» **Job**
Substitute "exposed" for "bare" in the lines from the one with "Target: woman's dark curly hair" up to and including the last line, leaving everything else unchanged. Give only those lines.

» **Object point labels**

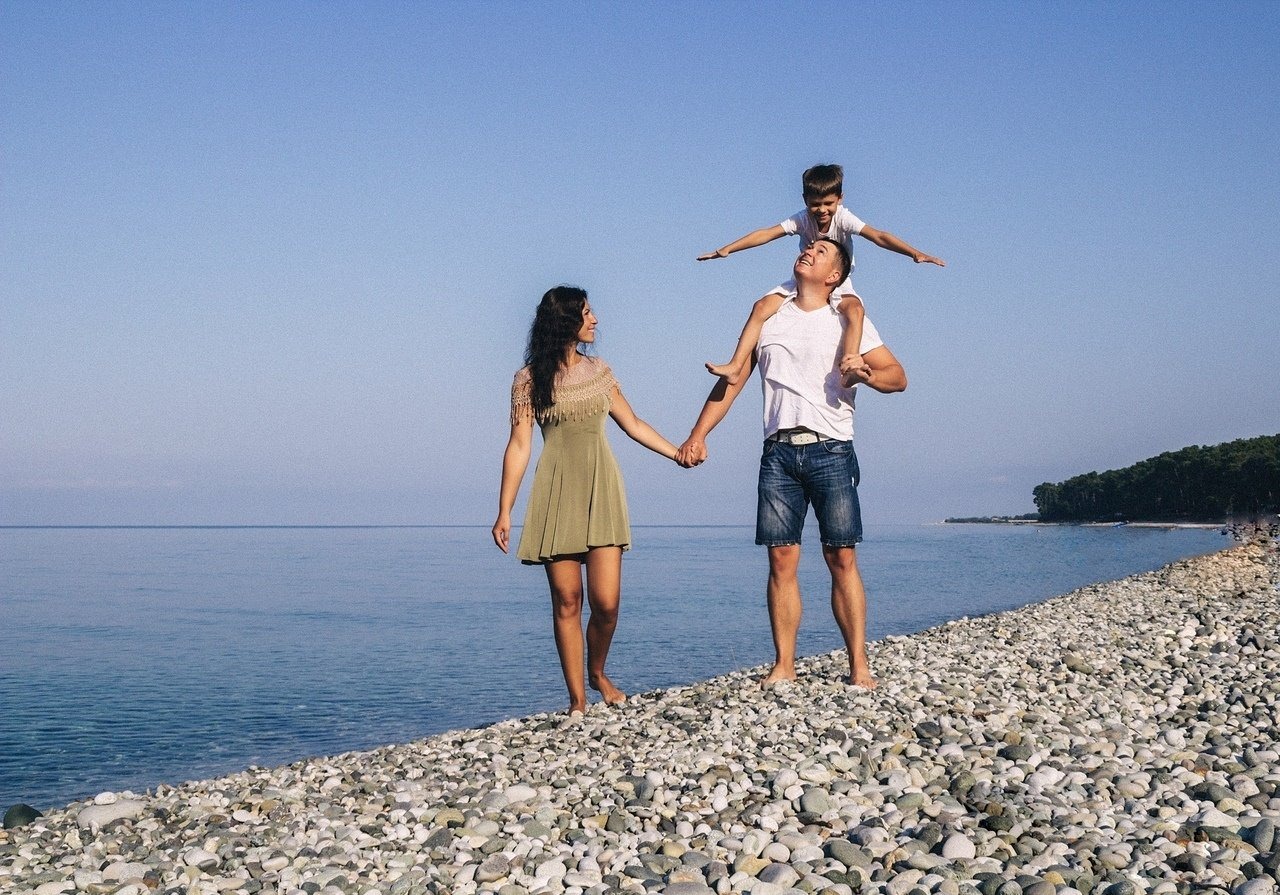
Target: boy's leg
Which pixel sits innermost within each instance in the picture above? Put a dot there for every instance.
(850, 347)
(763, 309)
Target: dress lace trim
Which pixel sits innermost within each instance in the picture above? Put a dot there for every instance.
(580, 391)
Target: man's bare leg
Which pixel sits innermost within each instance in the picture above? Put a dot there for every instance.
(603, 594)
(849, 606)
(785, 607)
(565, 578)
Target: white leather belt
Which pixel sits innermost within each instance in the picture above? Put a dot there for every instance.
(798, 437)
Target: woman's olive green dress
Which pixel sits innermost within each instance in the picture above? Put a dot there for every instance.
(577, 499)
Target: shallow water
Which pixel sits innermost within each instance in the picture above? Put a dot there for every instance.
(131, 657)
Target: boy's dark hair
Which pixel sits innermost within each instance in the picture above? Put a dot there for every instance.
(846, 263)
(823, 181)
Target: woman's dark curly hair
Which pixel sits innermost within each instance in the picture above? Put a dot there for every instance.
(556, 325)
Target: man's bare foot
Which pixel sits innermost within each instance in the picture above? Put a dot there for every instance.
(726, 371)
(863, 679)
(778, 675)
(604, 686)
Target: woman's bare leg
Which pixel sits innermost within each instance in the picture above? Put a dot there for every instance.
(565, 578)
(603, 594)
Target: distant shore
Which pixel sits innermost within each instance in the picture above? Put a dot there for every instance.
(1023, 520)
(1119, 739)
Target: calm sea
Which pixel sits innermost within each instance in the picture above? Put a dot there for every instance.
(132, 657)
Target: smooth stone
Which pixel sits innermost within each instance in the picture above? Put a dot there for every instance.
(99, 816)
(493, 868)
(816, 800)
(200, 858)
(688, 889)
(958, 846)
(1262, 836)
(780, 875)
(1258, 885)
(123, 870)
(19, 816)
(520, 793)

» **Final result**
Target: woman's dark curly hair
Which pixel sits innermost within each instance in the picture above? Put a dot there for every instance.
(556, 325)
Target: man's exposed foot
Which pixel sits innermost within each instance in the picture above? Put a dot there for every instance.
(726, 371)
(863, 679)
(778, 675)
(604, 686)
Target: woman's exposed leg
Which pixel sits innermost within each instance in the picture above? Put a dot there for every instance.
(565, 578)
(603, 594)
Target: distant shore
Which pixel sits innermost within each instance in the picture above? Put a dot there for every instance.
(1023, 520)
(1119, 739)
Target: calm sea
Which pixel sits innermost within each instance in the picture above? Put a dot there for every instance.
(132, 657)
Target: smooth stone
Which pixel sits innermost within each instance in the picture above? Put a dot there for every instance.
(99, 816)
(493, 868)
(816, 800)
(200, 858)
(688, 889)
(958, 846)
(1262, 836)
(780, 875)
(1258, 885)
(123, 870)
(19, 816)
(520, 793)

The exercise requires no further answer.